§ SHORT TASK 1
Set down the part of the Docker operations page below between "Docker Operations" and "first (layer cache)", inclusive, copying it word for word.

§ PAGE TEXT
▶
Docker Operations

Practical patterns for building, running, and maintaining containers in production.

Multi-Stage Builds

Minimize final image size by separating build-time dependencies from runtime.

# Stage 1: Builder
FROM node:20-alpine AS builder
WORKDIR /app

# Copy dependency manifests first (layer cache)
COPY package*.json ./
RUN npm ci --only=production

COPY tsconfig.json ./
COPY src/ ./src/
RUN npm run build

# Stage 2: Runtime (no devDependencies, no source files)
FROM node:20-alpine AS runtime
WORKDIR /app

# Security: run as non-root
RUN addgroup -S appgroup && adduser -S appuser -G appgroup

COPY --from=builder /app/node_modules ./node_modules
COPY --from=builder /app/dist ./dist

USER appuser

EXPOSE 3000
CMD ["node", "dist/index.js"]

# Python multi-stage example
FROM python:3.12-slim AS builder
WORKDIR /app

RUN pip install --upgrade pip
COPY requirements.txt .
RUN pip install --prefix=/install -r requirements.txt

FROM python:3.12-slim AS runtime
WORKDIR /app

COPY --from=builder /install /usr/local
COPY src/ ./src/

RUN useradd -r -s /bin/false appuser
USER appuser

CMD ["python", "-m", "src.main"]

Docker Compose for Multi-Service Environments

# docker-compose.yml
version: '3.9'

services:
  api:
    build:
      context: .
      dockerfile: Dockerfile
      target: runtime
    ports:
      - "3000:3000"
    environment:
      - NODE_ENV=production
      - DATABASE_URL=postgresql://user:pass@postgres:5432/appdb
      - REDIS_URL=redis://redis:6379
    depends_on:
      postgres:
        condition: service_healthy
      redis:
        condition: service_started
    restart: unless-stopped
    networks:
      - internal
    deploy:
      resources:
        limits:
          memory: 512m
          cpus: '0.5'

  postgres:
    image: postgres:16-alpine
    environment:
      POSTGRES_USER: user
      POSTGRES_PASSWORD: pass
      POSTGRES_DB: appdb
    volumes:
      - postgres_data:/var/lib/postgresql/data
      - ./init.sql:/docker-entrypoint-initdb.d/init.sql:ro
    healthcheck:
      test: ["CMD-SHELL", "pg_isready -U user -d appdb"]
      interval: 10s
      timeout: 5s
      retries: 5
    networks:
      - internal

  redis:
    image: redis:7-alpine
    volumes:
      - redis_data:/data
    command: redis-server --appendonly yes
    networks:
      - internal

volumes:
  postgres_data:
  redis_data:

networks:
  internal:
    driver: bridge

Container Networking

# Bridge network (default, same host)
docker network create --driver bridge my-network
docker run --network my-network --name service-a my-image

# Containers on same bridge network communicate by name
curl http://service-a:3000/health

# Host network (container shares host network stack, Linux only)
◀
§ DATA EXTRACT
▶
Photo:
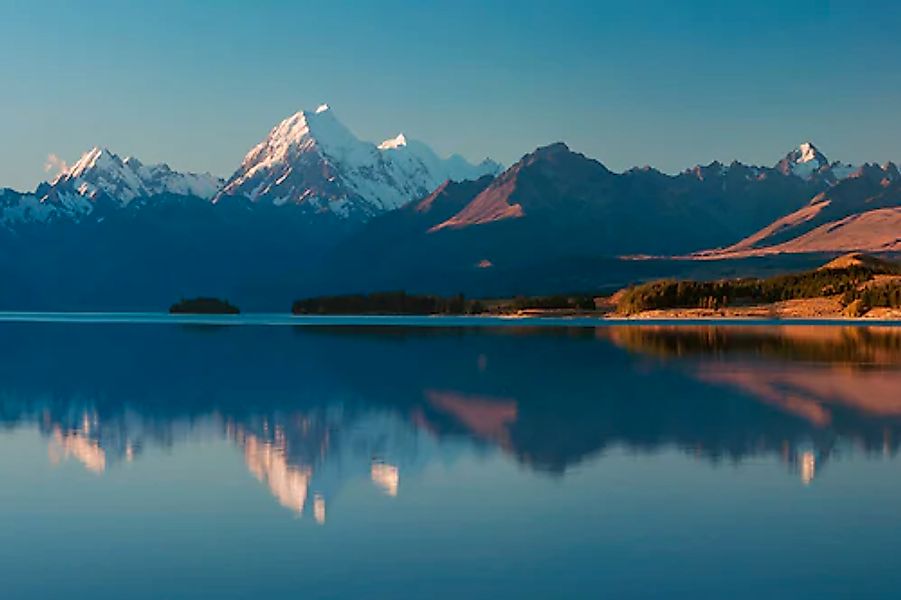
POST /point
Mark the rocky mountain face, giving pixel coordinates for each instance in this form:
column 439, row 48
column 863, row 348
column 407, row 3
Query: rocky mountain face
◀
§ SHORT TASK 2
Extract every line of the records above verbatim, leaving out the pictures.

§ WRITTEN REPLY 1
Docker Operations

Practical patterns for building, running, and maintaining containers in production.

Multi-Stage Builds

Minimize final image size by separating build-time dependencies from runtime.

# Stage 1: Builder
FROM node:20-alpine AS builder
WORKDIR /app

# Copy dependency manifests first (layer cache)

§ WRITTEN REPLY 2
Photo:
POST /point
Mark the rocky mountain face, giving pixel coordinates for each instance in this form:
column 439, row 48
column 863, row 348
column 407, row 3
Query: rocky mountain face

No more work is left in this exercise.